** Entries shown **
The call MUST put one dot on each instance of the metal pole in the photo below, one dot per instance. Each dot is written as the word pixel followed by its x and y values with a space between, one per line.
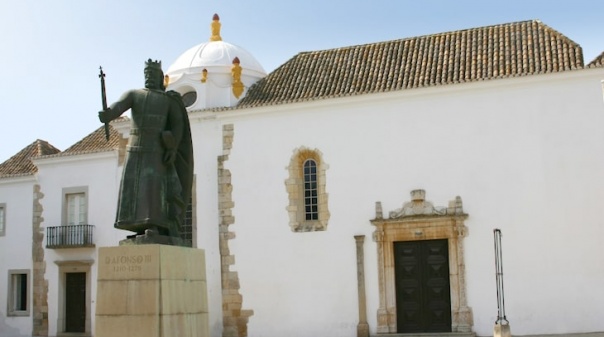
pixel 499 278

...

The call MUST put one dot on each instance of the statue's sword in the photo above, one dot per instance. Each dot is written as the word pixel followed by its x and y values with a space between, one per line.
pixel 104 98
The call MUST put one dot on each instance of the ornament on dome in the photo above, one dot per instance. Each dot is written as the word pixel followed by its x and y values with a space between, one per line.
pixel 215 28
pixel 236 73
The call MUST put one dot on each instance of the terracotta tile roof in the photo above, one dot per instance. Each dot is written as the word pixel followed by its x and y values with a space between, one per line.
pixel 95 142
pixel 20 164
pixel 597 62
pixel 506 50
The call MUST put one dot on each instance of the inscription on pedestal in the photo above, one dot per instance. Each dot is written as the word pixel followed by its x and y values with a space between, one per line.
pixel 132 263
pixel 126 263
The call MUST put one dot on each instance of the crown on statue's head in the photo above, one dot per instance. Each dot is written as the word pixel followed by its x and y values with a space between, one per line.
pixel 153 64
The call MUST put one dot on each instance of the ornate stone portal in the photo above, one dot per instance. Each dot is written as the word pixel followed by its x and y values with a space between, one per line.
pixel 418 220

** Task to carry out **
Copy out the material word for word, starting with the line that contains "of the metal" and going on through the line that contains "pixel 499 278", with both of those lines included. Leave the picture out of your copy.

** Exercise answer **
The call MUST put one dot on each instance of the metal pole in the photo below, one dot per instance. Each dot is written as the word pixel followed by its x and y values with a space between, one per line.
pixel 499 278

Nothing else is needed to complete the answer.